图像点标注条目:
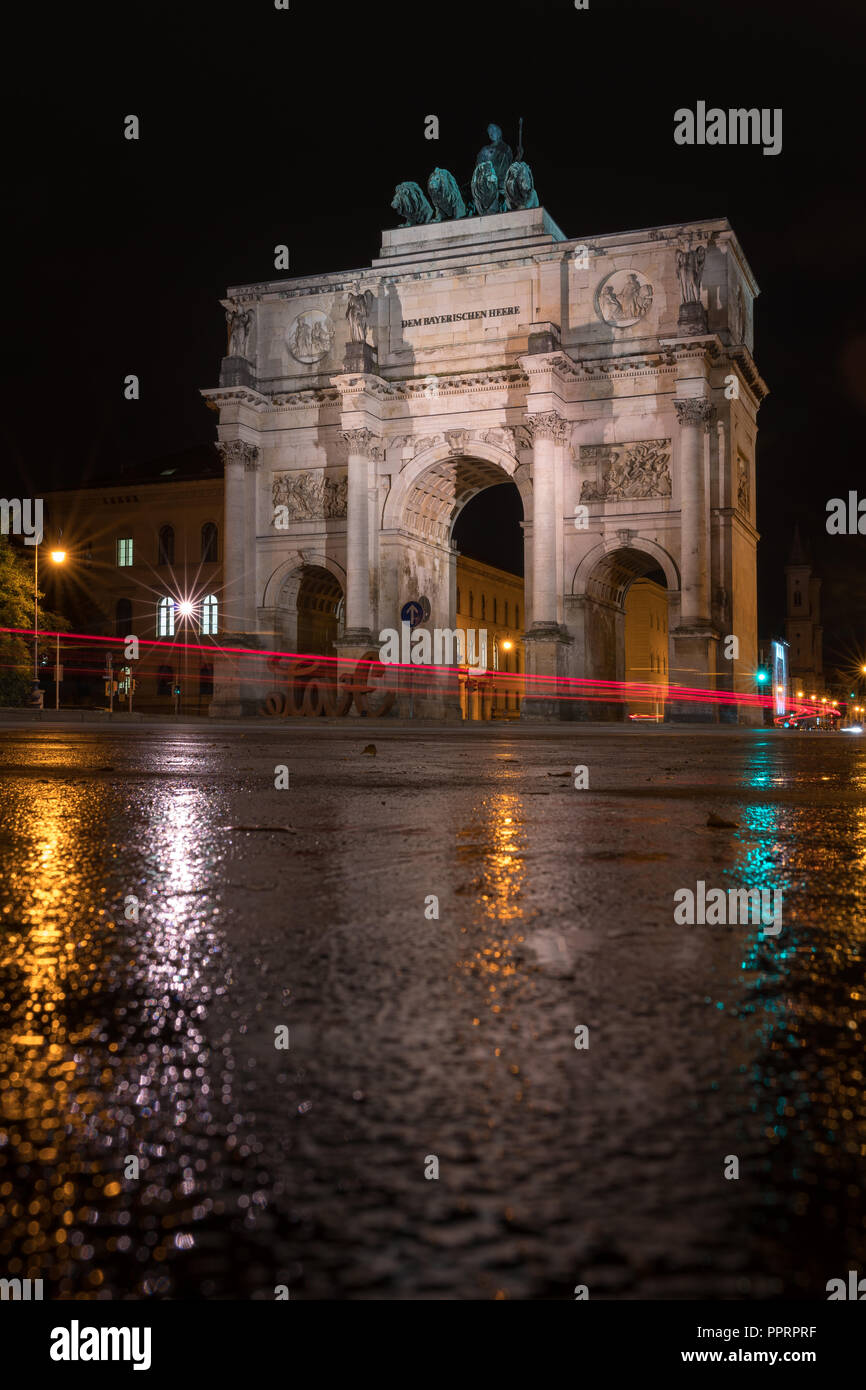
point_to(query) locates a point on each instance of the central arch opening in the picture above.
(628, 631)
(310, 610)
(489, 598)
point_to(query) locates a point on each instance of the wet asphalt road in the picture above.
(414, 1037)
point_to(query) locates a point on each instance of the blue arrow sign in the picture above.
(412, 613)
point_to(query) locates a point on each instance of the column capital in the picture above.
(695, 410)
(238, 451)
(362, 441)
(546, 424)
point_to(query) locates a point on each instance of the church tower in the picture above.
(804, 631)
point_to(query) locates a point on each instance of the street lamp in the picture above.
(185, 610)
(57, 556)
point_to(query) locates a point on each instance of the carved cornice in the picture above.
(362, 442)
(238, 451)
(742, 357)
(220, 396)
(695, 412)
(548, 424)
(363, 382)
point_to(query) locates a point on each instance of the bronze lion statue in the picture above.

→ **题目要求**
将上方所有行逐字照录一遍，图片略去不录。

→ **任务结果**
point_to(query) locates a point on each instance of the central arch opening in the picture above.
(628, 631)
(310, 610)
(489, 598)
point_to(query) locates a point on each instance of the wet asphalt road in the picture above.
(414, 1037)
point_to(query) locates a point on each instance of the blue arrow sign in the picture above.
(412, 613)
point_to(query) locates a point on each instance of the column capital in the picture above.
(695, 410)
(238, 451)
(362, 441)
(546, 424)
point_to(query) locates a point on each instance of the church tower in the picture above.
(804, 631)
point_to(query) locates a point on each instance of the street lamp in the picture above.
(185, 610)
(57, 556)
point_to(query) locates a point on each instance of the carved cornice in the picture above.
(362, 442)
(238, 451)
(742, 357)
(220, 396)
(695, 412)
(548, 424)
(363, 382)
point_to(query) locates a point on each instance of the bronze lion statue in the picture above.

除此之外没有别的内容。